• What the exercise asks:
According to the review passage, who directed and wrote Wish You Were Here?

• Passage shown:
Joel Edgerton fascinates me, in part because it is unlikely any of us were introduced to him in the same way. I remember him in Animal Kingdom, but that film was overflowing with so many talented performers that his role did not leave as distinct an impression. But look at the other films you may have seen him in: Kinky Boots, The Odd Life of Timothy Green, Warrior. This is not the filmography of a performer interested in getting tied down to a specific type.
Yet, he has a talent for acting in crime dramas as well as writing them, which is most evident in 2008's excellent neo-noir The Square. There's something in his demeanor that lends well to the kind of dark alley drunkenness that leads to violence and foolish mistakes. I'm not the only one who recognizes this. Wish You Were Here reunites Edgerton with Kieran Darcy-Smith, switching up their roles a bit with Edgerton taking the lead billing and Darcy-Smith behind the camera as well as scripting the film. Darcy-Smith sees that same something in Edgerton too.
Watch the way Edgerton imbues his character, Dave, with a steadily escalating panic. He doesn't let him scream, or throw things. The corner of his mouth will start to droop, his breathing noticeably heavy, one eye will drift off all its own, his hands search for something - anything - to keep occupied. He is the panicked working class, who knows that he has made horrible mistakes that are way above his pay grade, and lacks the mental capabilities to do something about them. His helplessness, both at his situation and for the love his wife, are the constant palpable edge that drives Wish You Were Here.

• Collected data:
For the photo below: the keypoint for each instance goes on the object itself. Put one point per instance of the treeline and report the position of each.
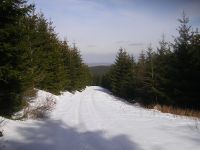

• Written answer:
Kieran Darcy-Smith